[WRITTEN PROBLEM 1]: In the commentary on college completion, copy everything from "Many institutions that" down to "students like these." with no changes.

[SELECTED EXCERPT]:
============

Many institutions that serve a broad range of students have reason to worry that data on degree completion will become dashboard indicators of institutional quality. It is too easy for institutions that serve exceptionally well-prepared students to look good and for institutions that serve a significant proportion of nontraditional and underrepresented students to look bad.

Many colleges welcome students who are simply not fully prepared for college-level work. I have been inspired and encouraged by what I have learned from institutions like Salt Lake Community College and LaGuardia Community College about how to support students like these.

Salt Lake Community College has produced a road map outlining what it must do to prepare its students for academic and career success. The early results are encouraging. LaGuardia Community College has developed a First Year Institute that is yielding exciting results for both new students and continuing students who are having academic difficulties. Both institutions serve a significant proportion of nontraditional and underrepresented students. These colleges have a compelling story to tell about what it takes to help students who are not fully prepared for college-level work. We can all learn from these stories, regardless of whom we serve. We should be judged on what we know about our students and what we are doing to help them be successful. Improved degree completion will follow.

A heavy focus on degree completion leaves out the realities of life in today's academy and can, unfortunately, lead to unintended consequences. Institutions that enroll extremely well-prepared students from economically secure and well-educated families will naturally have high completion rates. Institutions that serve the underserved can improve their standing in two ways—by raising their admissions standards to weed out students who are unlikely to succeed without special support or by adopting new and promising practices that foster academic and career success for all their students, regardless of how prepared they are when they enter college.

Both approaches will increase completion rates for a particular institution. Only the latter strategy will deal with the serious gaps in academic and career success that are causing us to fall behind other nations in the educational attainment of our citizenry.

Judith Ramaley is president of Winona State University.

'We Should Look to Other Indicators to Measure Worth and Value'

By Arthur M. Hauptman

There is little question that the shift in policy focus in this country over the past decade from access to success has been a positive development. College officials and policy makers at both the federal and state levels now recognize that it is not enough to measure the scope of higher education just in terms of how many students enroll; if we as a nation are to remain globally competitive, it is also critical to ensure that more students actually complete their program and attain a degree.

But are high college-completion rates a good indicator of educational quality, and do increases in completion rates over time mean that quality is improving? As with so many things, the answer is that it depends. If higher completion rates are achieved by high schools doing a better job of preparing their students, or by colleges and universities paying more attention to the needs of students once they enroll, or by states financing institutions at least partly based on the number of students who graduate, then we are on the right track in using completion rates to improve quality.

In some other important ways, though, the attainment and completion debate in this country has taken some wrong turns over the past five years. One such misdirection is the assumption that higher completion rates automatically result in higher attainment rates. To understand the problem here, we need to recognize that completion and attainment rates do not measure the same thing. Completion rates are the percentage of students who finish the program they began, while attainment rates measure the share of the adult population who hold a degree.

============

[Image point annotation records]
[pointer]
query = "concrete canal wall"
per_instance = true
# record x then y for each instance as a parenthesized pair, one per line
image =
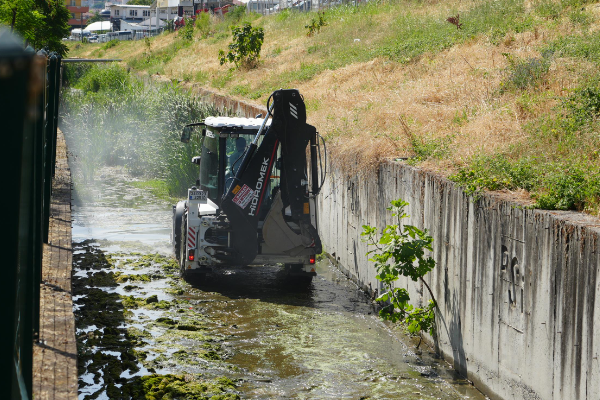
(516, 288)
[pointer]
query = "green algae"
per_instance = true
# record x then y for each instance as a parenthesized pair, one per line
(116, 346)
(167, 387)
(134, 278)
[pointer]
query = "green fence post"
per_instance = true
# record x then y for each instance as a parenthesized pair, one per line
(16, 334)
(49, 142)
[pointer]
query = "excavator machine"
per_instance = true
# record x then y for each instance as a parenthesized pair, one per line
(254, 202)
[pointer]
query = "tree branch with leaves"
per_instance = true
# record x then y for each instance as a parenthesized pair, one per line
(400, 251)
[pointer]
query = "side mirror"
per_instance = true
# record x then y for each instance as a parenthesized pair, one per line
(186, 134)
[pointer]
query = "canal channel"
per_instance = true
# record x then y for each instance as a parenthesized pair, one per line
(243, 333)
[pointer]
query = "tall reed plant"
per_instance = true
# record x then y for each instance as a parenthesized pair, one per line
(111, 117)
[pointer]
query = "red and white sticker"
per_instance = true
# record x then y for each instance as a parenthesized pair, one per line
(191, 238)
(244, 196)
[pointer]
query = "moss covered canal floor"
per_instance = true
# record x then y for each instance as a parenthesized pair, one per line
(245, 333)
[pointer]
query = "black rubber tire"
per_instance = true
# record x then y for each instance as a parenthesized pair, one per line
(178, 213)
(297, 276)
(182, 247)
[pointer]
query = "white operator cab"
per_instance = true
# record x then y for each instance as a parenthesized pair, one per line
(202, 233)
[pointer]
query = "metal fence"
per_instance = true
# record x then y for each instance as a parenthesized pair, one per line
(29, 96)
(266, 7)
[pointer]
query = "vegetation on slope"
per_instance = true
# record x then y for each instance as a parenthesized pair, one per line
(498, 95)
(112, 118)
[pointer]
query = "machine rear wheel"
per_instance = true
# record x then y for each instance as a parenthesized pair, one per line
(297, 276)
(177, 218)
(182, 247)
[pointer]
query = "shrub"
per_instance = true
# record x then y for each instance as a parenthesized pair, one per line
(110, 43)
(316, 24)
(186, 32)
(203, 24)
(401, 252)
(245, 49)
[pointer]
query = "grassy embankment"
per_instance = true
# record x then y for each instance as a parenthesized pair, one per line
(509, 101)
(115, 119)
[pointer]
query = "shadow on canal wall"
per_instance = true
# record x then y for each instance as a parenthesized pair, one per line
(516, 287)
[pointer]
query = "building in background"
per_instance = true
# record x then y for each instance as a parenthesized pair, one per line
(77, 10)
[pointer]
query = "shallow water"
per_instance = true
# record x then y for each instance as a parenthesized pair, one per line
(275, 340)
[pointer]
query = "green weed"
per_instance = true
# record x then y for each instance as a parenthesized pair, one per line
(558, 163)
(586, 46)
(522, 74)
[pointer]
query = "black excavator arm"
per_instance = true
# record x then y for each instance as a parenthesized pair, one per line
(243, 201)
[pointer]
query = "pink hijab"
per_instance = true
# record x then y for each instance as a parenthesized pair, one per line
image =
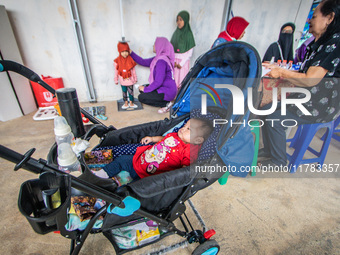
(164, 51)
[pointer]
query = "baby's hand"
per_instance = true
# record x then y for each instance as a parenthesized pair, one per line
(146, 140)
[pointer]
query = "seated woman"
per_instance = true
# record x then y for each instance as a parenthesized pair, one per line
(319, 73)
(162, 87)
(282, 49)
(171, 152)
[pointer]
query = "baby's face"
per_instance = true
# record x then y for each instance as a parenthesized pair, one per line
(190, 132)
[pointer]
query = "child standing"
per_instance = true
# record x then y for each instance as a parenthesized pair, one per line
(183, 42)
(126, 74)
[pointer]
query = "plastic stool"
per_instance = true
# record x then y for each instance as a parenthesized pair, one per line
(335, 130)
(255, 129)
(301, 141)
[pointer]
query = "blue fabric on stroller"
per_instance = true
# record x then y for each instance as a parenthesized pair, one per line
(162, 197)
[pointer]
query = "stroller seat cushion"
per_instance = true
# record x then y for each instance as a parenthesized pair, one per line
(208, 148)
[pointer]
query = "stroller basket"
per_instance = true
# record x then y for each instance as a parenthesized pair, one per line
(45, 201)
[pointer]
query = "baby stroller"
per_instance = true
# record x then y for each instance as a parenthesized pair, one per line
(160, 198)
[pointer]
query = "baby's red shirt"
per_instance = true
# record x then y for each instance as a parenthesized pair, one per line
(168, 154)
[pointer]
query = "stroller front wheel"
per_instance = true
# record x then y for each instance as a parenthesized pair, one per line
(209, 247)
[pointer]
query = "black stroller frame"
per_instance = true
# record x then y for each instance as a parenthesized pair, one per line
(49, 171)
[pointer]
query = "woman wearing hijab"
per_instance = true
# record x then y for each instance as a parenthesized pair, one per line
(183, 42)
(283, 48)
(162, 87)
(235, 30)
(319, 74)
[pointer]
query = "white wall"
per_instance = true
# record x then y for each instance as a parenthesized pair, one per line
(44, 31)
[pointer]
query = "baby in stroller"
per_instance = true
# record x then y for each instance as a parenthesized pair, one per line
(170, 152)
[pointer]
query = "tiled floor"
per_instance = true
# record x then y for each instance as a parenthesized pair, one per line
(283, 214)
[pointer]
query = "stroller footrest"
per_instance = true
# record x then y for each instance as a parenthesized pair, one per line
(131, 205)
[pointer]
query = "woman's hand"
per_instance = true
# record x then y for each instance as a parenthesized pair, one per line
(141, 88)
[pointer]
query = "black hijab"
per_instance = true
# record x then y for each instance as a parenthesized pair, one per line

============

[WRITTEN PROBLEM 2]: Count the lines in the records above that contain the string "wheel", matching case exactly, and reply with the number alone.

[REPLY 1]:
Many institutions that serve a broad range of students have reason to worry that data on degree completion will become dashboard indicators of institutional quality. It is too easy for institutions that serve exceptionally well-prepared students to look good and for institutions that serve a significant proportion of nontraditional and underrepresented students to look bad.

Many colleges welcome students who are simply not fully prepared for college-level work. I have been inspired and encouraged by what I have learned from institutions like Salt Lake Community College and LaGuardia Community College about how to support students like these.

[REPLY 2]: 2